▶ Action item
Reproduce the part of the KEGG subscription model post below from "First of all, it" up to and including "in free beer!).", word for word.

▶ Extract

Saturday, July 02, 2011

The KEGG subscription model

KEGG's primary funding ran out, and they decided to go for a subscription model, as you likely will have picked up by now. KEGG has been used a lot by many, likely largely caused by it being freely available before. But, KEGG is not Open Data, and this will slowly be realized by lots of biologists and bioinformaticians who will now have to pay from 2000 up to 5000 dollar.

The rationale is simple. 1. Funding ran out; 2. curation is expensive; 3. money is needed for continued evolution of the data. The next year will be very interesting for a number of reasons, some of which are like seeing the GPL being taken to court.

First of all, it is of utmost importance that the subscription supports the future development of KEGG, not the hosting. In fact, many have made a copy of relevant bits from the FTP site before it closed down. This data cannot be shared, but it is nevertheless. That takes us to my second observation: KEGG data is all around. Many sites are already (and have been for some years) redistributing the data, such as Bio2RDF and Chem2Bio2RDF who provide that data via a SPARQL end point, or otherwise. In fact, there are still dozens of places where you can download the KEGG data freely (as in free beer!).

▶ Dataset extract

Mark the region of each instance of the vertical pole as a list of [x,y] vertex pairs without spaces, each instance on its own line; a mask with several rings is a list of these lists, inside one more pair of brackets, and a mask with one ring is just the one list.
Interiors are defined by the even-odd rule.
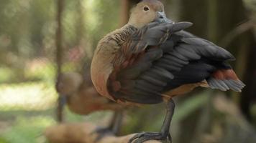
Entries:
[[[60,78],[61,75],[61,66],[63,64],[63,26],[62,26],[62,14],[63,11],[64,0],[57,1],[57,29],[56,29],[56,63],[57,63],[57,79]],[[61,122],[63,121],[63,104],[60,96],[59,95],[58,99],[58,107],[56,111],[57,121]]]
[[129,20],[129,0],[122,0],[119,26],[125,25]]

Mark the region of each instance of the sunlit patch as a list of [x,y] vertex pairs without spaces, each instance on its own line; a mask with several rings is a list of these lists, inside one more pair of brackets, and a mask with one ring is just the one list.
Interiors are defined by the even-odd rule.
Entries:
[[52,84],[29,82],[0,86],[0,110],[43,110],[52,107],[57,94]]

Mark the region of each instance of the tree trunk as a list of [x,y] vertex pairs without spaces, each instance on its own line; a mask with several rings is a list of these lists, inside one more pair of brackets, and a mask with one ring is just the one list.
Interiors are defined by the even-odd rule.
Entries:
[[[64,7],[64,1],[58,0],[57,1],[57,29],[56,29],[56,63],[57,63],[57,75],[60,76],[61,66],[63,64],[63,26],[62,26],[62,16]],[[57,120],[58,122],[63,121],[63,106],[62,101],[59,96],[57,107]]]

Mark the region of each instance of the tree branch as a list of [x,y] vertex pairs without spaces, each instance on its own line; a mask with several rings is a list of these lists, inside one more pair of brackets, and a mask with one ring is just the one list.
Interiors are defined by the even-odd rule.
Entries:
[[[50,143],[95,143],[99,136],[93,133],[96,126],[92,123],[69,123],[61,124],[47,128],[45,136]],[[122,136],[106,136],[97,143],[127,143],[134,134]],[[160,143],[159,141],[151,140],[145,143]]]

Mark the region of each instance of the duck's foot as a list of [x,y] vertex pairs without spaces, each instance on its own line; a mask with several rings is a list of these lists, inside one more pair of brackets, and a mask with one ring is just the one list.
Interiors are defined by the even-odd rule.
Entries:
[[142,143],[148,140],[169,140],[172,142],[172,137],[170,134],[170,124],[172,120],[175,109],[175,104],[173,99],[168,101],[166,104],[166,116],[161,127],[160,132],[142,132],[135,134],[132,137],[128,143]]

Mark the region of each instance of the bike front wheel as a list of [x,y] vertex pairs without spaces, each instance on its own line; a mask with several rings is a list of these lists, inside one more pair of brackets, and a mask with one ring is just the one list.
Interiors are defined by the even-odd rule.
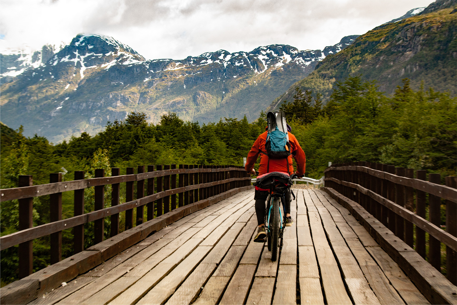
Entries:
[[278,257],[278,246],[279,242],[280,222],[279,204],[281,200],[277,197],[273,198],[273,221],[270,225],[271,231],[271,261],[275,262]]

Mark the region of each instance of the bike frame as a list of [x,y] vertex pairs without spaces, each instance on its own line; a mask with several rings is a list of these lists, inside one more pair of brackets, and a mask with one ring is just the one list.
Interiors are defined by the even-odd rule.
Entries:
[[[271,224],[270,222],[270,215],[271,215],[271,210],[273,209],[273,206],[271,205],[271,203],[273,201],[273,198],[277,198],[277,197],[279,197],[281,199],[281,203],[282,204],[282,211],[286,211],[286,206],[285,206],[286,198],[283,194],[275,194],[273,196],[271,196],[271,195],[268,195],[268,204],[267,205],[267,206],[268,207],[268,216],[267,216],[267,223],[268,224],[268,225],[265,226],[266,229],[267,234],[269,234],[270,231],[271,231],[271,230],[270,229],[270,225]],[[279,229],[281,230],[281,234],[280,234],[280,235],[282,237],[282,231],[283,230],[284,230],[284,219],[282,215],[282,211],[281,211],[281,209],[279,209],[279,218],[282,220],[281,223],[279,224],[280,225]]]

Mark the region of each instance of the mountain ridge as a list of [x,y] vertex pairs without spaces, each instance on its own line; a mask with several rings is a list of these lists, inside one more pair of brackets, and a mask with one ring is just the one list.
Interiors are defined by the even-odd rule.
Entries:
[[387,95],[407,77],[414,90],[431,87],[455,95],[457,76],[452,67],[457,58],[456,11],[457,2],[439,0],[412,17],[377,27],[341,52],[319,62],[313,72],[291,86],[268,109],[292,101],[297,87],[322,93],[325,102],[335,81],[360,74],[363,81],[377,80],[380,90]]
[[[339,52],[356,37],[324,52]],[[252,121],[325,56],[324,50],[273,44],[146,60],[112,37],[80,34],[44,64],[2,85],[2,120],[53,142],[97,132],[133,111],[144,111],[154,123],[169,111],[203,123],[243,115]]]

▶ Expected output
First of all, it is of utmost importance that the subscription supports the future development of KEGG, not the hosting. In fact, many have made a copy of relevant bits from the FTP site before it closed down. This data cannot be shared, but it is nevertheless. That takes us to my second observation: KEGG data is all around. Many sites are already (and have been for some years) redistributing the data, such as Bio2RDF and Chem2Bio2RDF who provide that data via a SPARQL end point, or otherwise. In fact, there are still dozens of places where you can download the KEGG data freely (as in free beer!).